## DIRECTIONS FOR THIS TASK
Revise the material below so that every "possession chart" becomes "inventory chart" and nothing else changes. Leave the pictures out of your version.
__________________________________________________
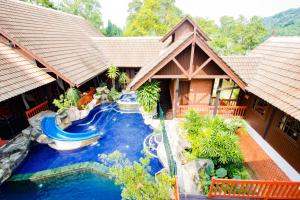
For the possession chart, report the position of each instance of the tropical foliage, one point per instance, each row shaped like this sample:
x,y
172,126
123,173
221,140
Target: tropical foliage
x,y
124,79
113,73
285,23
113,94
151,17
234,36
112,30
148,95
88,9
135,178
70,98
73,95
215,139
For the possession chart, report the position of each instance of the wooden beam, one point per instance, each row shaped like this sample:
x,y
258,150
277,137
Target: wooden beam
x,y
218,97
220,62
169,77
230,88
176,97
161,64
201,67
180,67
192,60
210,77
269,122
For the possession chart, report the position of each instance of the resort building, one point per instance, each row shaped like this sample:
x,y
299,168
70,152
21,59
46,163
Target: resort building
__________________________________________________
## SOLUTION FOR THIS EXERCISE
For the inventory chart, report the position of each instance of the tropical foliage, one point per instance, each row shaped like this sample:
x,y
172,126
123,173
221,140
Target: tropical foliage
x,y
124,79
113,73
285,23
113,94
151,17
234,36
112,30
148,95
88,9
135,178
70,98
73,95
215,139
For the inventory chart, report the position of each instance of the wooden beam, one point per instance, each row shaped like this sample:
x,y
258,150
277,137
Target: wooden beam
x,y
218,97
220,62
169,77
230,88
176,97
161,64
201,67
180,67
192,60
210,77
269,122
For the inventory chart, report the position of each instance of the resort building, one point per instance, each row shaped like this sample:
x,y
299,168
70,152
21,59
46,163
Target: resort building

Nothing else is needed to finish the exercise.